▶ Data rows
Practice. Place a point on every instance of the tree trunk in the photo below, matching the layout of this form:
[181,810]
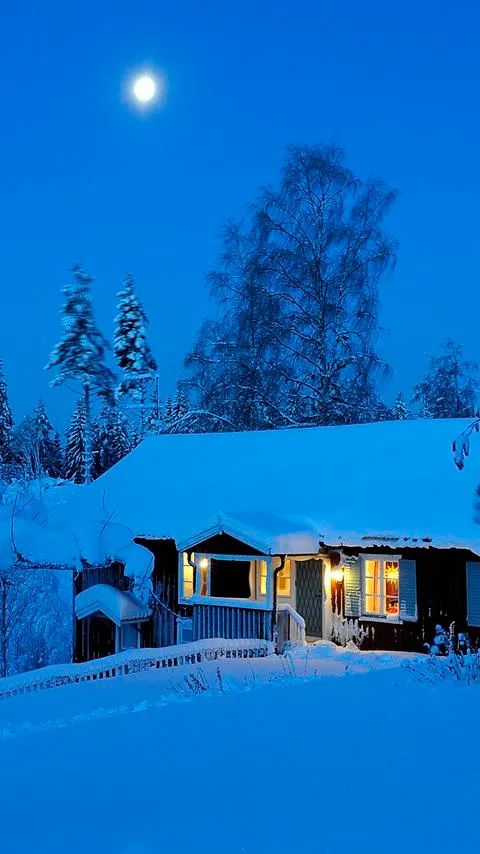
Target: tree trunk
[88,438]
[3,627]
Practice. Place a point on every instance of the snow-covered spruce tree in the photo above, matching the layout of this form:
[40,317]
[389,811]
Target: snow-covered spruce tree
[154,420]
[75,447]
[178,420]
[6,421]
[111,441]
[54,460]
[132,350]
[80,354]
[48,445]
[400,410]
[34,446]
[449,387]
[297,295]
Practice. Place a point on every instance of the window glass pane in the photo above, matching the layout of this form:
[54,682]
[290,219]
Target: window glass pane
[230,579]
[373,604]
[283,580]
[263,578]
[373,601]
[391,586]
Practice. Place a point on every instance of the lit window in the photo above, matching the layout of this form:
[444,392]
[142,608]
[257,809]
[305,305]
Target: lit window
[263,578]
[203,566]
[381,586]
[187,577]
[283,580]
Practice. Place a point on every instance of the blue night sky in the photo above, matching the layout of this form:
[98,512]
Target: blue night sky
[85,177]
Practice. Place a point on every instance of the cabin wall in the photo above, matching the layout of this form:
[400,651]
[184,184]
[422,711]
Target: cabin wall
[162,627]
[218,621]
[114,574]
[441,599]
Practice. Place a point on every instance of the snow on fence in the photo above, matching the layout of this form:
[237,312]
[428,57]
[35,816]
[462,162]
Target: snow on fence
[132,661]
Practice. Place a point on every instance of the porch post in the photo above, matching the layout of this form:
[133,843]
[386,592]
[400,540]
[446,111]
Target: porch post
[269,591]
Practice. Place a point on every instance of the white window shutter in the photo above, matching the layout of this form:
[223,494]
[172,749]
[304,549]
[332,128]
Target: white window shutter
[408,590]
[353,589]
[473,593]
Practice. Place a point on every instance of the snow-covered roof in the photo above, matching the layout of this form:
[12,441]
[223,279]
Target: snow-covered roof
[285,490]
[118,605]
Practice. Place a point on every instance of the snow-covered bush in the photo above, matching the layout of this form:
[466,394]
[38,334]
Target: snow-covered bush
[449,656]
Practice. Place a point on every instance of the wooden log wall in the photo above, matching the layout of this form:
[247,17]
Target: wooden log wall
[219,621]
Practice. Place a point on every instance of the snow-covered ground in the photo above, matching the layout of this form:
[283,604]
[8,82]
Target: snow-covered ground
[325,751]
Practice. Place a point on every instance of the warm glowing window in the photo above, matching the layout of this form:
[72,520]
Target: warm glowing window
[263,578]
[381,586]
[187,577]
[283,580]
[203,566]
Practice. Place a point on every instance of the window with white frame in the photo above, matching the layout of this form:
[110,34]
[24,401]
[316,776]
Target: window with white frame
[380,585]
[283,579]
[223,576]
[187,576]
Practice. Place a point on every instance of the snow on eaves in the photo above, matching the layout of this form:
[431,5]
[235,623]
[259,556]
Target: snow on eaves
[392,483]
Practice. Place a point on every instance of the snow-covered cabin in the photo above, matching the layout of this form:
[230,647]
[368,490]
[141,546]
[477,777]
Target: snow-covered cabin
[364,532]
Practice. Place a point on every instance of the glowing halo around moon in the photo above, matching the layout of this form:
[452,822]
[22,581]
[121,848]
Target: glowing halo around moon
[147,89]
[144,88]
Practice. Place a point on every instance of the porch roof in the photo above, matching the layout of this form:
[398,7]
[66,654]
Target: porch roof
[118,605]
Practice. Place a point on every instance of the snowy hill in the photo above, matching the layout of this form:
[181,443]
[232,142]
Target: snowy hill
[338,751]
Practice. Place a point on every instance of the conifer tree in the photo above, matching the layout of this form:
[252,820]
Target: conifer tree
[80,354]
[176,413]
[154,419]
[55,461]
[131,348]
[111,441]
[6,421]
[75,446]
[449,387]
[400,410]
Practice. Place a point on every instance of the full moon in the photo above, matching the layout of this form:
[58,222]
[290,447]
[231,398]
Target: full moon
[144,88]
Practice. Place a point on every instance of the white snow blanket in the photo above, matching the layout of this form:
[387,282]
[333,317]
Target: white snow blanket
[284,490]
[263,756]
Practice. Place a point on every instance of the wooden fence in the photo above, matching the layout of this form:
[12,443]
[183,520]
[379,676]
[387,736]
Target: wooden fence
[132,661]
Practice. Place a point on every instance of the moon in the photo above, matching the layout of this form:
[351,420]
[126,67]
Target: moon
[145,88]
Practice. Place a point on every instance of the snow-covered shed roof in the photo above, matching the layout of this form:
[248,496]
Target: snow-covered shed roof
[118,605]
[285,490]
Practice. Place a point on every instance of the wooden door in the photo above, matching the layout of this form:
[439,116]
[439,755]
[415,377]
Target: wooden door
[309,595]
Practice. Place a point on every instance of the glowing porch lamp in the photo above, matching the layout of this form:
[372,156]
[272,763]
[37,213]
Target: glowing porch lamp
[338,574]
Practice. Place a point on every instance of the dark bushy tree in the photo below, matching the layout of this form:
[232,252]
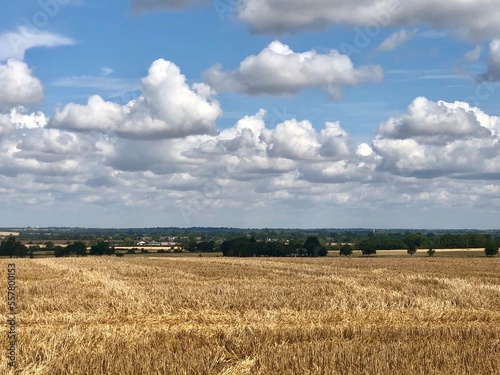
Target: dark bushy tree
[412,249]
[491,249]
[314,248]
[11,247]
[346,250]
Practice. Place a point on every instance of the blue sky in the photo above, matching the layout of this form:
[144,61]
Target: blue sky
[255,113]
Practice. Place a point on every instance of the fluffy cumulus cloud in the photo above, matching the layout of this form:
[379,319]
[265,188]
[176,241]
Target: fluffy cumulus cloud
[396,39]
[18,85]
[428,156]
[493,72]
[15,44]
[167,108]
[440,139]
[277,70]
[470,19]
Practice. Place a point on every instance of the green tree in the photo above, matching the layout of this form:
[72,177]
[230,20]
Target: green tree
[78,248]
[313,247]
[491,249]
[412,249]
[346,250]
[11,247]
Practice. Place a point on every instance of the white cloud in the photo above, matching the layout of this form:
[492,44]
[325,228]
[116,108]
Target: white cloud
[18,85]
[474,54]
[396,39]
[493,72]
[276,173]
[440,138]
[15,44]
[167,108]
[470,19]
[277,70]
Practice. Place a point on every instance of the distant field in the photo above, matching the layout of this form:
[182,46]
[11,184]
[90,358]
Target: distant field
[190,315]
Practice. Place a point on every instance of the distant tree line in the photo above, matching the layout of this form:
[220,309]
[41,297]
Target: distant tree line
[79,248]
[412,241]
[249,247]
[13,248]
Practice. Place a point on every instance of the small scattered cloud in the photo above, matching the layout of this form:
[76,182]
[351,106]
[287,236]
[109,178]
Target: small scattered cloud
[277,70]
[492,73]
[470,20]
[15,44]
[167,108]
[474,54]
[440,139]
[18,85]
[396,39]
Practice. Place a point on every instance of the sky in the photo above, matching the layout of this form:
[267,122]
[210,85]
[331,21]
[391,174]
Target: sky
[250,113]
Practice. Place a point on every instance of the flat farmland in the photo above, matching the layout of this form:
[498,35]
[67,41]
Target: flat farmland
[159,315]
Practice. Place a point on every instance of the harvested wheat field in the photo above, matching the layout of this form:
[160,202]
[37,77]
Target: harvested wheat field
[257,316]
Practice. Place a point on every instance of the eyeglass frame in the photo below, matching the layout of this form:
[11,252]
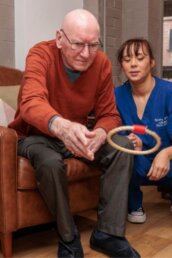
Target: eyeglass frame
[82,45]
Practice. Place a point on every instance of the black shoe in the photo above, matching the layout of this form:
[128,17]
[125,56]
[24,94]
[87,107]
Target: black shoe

▶ Exercise description
Leave the pictures out, and please copy only the lines from the one with "Practice. Place a point on every instance of the distant tree" through the end of the listing.

▶ Result of this task
Practice. Place a point on every instance of the distant tree line in the photo above, matching the layout of this form:
[220,309]
[41,297]
Target: distant tree line
[79,248]
[412,241]
[249,247]
[13,248]
Practice. Place a point on every instance of the small scattered cloud in the photo above, matching the layout of this form:
[76,182]
[351,106]
[287,236]
[109,178]
Target: small scattered cloud
[277,70]
[492,73]
[470,20]
[15,44]
[167,108]
[474,54]
[440,139]
[18,85]
[396,39]
Practice. Place a point on every instance of the sky in the photo above, matching the layout of this form:
[267,122]
[210,85]
[331,21]
[391,174]
Target: sky
[250,113]
Practice. Place a point on every instance of the flat farmland in the photo above, matching the layout of this form:
[498,35]
[67,41]
Target: flat farmland
[159,315]
Practice. Place a point on every instance of the harvested wheat field in the photo above, matching the layout of this form:
[160,202]
[37,77]
Target: harvested wheat field
[257,316]
Practice. Place a point on every instance of the eyeglass frame in the photo below, matching the layout of this form:
[11,252]
Target: eyeglass frame
[82,45]
Practice. Place a point on every instance of the black shoe in the photo above, matching the layout of this form:
[128,17]
[125,56]
[24,94]
[87,107]
Target: black shoe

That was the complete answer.